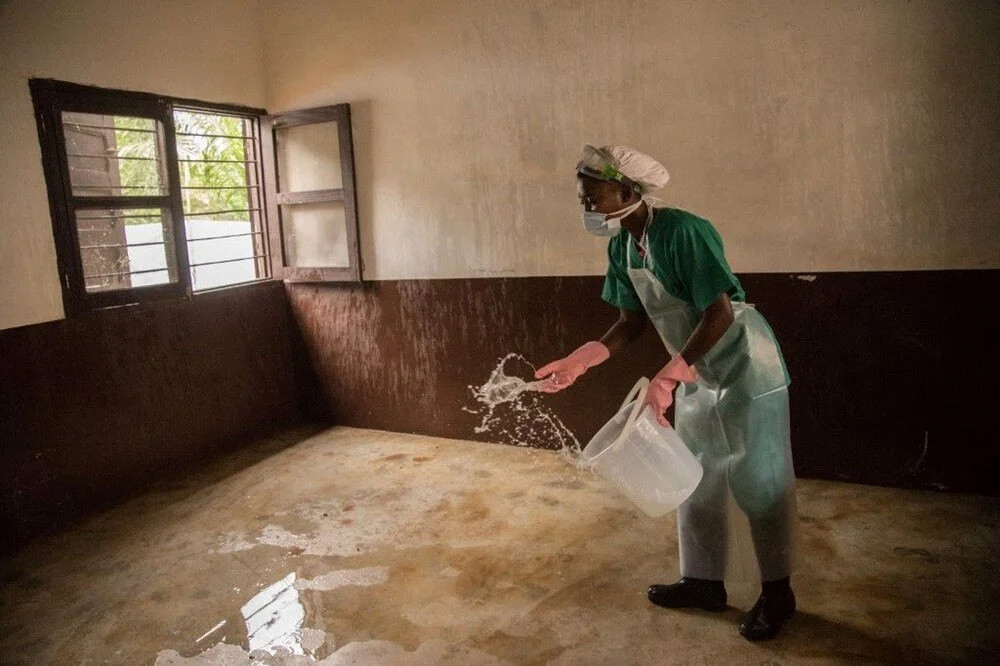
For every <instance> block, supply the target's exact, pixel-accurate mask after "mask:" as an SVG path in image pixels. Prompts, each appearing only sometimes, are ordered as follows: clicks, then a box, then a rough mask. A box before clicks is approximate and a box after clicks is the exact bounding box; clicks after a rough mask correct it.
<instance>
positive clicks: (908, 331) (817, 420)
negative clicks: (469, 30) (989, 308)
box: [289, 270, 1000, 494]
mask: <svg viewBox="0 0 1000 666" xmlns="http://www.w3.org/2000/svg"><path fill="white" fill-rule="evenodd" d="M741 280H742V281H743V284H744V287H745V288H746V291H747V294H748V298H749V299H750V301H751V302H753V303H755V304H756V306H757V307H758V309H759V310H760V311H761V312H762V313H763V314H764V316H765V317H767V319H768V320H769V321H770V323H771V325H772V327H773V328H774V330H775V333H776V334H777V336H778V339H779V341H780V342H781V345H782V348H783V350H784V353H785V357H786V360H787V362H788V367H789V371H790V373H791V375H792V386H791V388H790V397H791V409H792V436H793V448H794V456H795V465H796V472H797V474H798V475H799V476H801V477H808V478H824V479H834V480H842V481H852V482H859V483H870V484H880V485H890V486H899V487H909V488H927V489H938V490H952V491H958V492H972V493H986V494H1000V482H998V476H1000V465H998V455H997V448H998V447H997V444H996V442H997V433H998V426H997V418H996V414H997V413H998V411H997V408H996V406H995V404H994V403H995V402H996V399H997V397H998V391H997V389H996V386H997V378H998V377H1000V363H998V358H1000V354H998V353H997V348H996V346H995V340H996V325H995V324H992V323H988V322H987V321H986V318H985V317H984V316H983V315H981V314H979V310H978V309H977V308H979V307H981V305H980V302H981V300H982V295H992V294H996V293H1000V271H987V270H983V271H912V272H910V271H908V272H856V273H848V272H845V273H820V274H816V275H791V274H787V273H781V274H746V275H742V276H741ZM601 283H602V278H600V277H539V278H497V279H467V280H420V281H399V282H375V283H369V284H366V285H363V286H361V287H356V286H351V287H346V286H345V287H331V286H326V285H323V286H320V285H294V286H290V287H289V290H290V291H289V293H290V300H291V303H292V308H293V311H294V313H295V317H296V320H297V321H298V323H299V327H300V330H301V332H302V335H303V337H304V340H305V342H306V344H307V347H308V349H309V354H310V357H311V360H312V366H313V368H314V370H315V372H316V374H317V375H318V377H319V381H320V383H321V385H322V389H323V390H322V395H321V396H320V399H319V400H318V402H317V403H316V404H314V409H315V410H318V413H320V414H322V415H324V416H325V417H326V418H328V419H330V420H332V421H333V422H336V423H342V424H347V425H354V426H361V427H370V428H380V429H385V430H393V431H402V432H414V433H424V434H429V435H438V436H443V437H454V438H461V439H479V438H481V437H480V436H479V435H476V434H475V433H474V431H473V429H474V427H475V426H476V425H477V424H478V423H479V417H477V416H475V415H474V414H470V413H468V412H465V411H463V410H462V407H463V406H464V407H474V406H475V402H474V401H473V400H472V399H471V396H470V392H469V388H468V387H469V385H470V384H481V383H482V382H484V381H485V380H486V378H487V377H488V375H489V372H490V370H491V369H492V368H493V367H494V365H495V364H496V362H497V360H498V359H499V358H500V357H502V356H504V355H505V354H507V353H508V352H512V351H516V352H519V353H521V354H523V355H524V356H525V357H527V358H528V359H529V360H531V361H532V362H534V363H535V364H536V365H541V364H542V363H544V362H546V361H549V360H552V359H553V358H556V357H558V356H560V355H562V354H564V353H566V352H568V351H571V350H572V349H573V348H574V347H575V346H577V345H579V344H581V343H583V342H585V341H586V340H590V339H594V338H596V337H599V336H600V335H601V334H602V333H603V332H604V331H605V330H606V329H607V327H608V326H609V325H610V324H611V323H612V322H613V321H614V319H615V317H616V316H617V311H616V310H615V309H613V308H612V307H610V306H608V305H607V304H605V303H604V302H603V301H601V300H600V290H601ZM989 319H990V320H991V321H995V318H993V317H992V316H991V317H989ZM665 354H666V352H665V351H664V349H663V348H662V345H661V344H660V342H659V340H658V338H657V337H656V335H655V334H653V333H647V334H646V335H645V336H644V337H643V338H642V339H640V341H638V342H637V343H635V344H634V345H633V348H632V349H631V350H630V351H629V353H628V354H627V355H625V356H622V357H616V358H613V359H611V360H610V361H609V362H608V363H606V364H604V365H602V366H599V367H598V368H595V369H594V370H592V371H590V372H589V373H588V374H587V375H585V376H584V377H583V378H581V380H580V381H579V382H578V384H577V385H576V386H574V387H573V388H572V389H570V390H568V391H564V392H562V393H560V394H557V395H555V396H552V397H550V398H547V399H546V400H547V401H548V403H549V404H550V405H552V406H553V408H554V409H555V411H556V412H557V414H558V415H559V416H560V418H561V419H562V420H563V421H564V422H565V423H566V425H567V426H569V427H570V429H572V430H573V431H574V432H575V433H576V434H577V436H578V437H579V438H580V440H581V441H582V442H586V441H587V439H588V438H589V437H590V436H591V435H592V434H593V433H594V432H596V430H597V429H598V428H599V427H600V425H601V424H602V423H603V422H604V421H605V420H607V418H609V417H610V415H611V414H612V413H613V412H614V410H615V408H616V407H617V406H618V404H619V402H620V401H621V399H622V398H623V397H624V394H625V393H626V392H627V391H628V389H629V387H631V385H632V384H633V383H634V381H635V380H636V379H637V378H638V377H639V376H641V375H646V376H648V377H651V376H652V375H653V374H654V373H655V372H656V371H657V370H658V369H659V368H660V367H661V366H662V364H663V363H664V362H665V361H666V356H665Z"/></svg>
────
→ Your objective:
Rewrite the data from its first line up to and including the line containing "box: [289, 270, 1000, 494]", replacing "negative clicks" with "background clicks" and leaving everything else unchanged. Omit the picture from your answer.

→ Written answer:
For every <instance> block, supply the target's exact, pixel-accurate mask after "mask:" as an SVG path in image pixels. Prompts, each appearing only sometimes, are ordered as follows: clicks, then a box, then a rough mask. A box before clicks is approximate and a box after clicks is the exact bounding box; clicks after a rough mask correct it.
<instance>
positive clicks: (908, 331) (817, 420)
background clicks: (469, 30) (989, 308)
box: [289, 270, 1000, 494]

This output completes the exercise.